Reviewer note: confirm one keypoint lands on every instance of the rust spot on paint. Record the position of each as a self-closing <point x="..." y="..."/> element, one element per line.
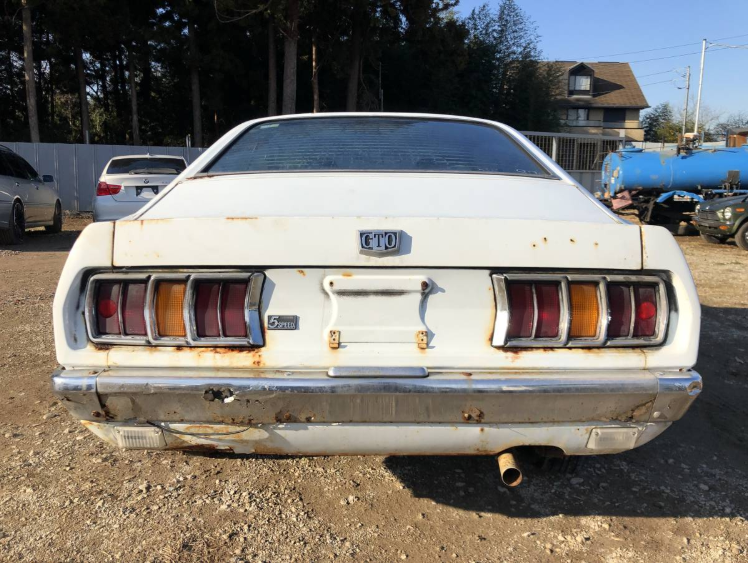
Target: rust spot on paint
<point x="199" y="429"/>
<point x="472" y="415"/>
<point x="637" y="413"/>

________________

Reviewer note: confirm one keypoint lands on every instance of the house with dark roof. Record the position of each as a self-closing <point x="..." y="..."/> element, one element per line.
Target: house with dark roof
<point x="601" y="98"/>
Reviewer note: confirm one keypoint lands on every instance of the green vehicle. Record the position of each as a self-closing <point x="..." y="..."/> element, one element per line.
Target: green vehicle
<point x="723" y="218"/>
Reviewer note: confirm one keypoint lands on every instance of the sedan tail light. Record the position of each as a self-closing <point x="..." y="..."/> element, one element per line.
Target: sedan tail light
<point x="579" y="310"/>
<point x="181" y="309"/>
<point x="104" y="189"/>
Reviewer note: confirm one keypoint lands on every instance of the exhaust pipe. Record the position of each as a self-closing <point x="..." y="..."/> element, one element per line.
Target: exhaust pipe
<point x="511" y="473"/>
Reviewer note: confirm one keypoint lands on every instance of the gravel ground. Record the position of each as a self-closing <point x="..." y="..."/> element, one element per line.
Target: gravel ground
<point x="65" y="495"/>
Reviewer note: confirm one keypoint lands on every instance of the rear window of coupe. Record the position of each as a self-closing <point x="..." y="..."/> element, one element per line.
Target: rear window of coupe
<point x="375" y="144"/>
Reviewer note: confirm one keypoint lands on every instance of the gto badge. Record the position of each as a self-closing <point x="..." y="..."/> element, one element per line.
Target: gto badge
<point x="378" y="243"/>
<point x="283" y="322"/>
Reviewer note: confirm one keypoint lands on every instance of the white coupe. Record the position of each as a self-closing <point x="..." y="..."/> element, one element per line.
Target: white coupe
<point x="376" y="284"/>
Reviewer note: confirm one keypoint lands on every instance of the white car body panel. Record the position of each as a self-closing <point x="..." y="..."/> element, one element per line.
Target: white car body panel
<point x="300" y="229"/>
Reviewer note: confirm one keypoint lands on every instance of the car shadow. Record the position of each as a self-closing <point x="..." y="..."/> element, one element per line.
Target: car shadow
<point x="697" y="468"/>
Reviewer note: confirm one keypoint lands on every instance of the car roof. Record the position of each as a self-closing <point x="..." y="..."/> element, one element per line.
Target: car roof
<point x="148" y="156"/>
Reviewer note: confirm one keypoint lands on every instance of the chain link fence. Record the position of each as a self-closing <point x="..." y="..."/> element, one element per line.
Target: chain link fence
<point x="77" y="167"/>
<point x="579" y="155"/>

________________

▶ _Problem to solve_:
Pull every line from the entries above that contains the word "spot". Case counts.

▶ _Solution_:
Reviewer note: confirm one keypoint lands on every instance of the rust spot on paint. Record the position of each as a self-closing <point x="..." y="..."/> element, one element per line.
Target: rust spot on paint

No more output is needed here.